EXERCISE => Set down each entry as it stands. Skip the pictures.

DATA FOR THE TASK =>
>>>>>
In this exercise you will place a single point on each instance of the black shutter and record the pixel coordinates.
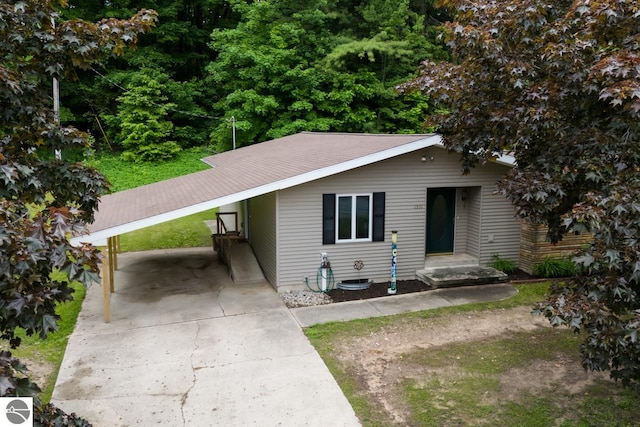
(378, 217)
(328, 219)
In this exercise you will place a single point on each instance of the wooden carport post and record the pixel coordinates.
(109, 261)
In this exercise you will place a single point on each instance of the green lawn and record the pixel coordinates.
(45, 356)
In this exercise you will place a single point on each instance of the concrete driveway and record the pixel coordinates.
(188, 347)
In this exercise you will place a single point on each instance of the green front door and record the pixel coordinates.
(441, 208)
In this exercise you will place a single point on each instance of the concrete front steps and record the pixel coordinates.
(457, 270)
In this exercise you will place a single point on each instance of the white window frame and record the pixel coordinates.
(353, 238)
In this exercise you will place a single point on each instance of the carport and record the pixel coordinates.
(235, 176)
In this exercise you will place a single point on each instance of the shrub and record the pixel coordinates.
(555, 267)
(507, 266)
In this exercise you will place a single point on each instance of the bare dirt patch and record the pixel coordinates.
(381, 362)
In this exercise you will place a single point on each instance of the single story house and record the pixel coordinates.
(338, 194)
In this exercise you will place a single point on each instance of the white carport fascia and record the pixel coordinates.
<<<<<
YOUR RESPONSE =>
In this exercise you will place a single point on each instance of the black shutter and record the pixel coordinates.
(378, 217)
(328, 219)
In this exercise you will place a single point on each instance of the wooden carport post and record the pixel coordinates.
(109, 261)
In this exercise you will place a single point on each instance of the green lawn and record the pixel coordinates.
(45, 356)
In this exercise you will place a single point on each instance of the concrete driveway and record the pixel coordinates.
(188, 347)
In this exercise you will place a single point on each instance of the green front door and record the pixel coordinates.
(441, 208)
In this exercise you will place a single point on each instance of the concrete front steps and record the pixel coordinates.
(457, 270)
In this exercise you will place a single point on each instance of the white window frame and record the pixel coordinates.
(353, 238)
In this exercise you will place a single point on each instance of the carport and record the pixel coordinates.
(235, 176)
In this exercise you will place a single point on each instance of the shrub and record the pixel coordinates.
(555, 267)
(507, 266)
In this exercise you will place a single point on each instance of the bare dirt patch and record the pixel coordinates.
(381, 362)
In this exercise you will place a single point on each instance of the single story house and record the pixel coordinates.
(338, 194)
In this exercise you will place a single point on each instance of the white carport fascia and record the pixel coordinates.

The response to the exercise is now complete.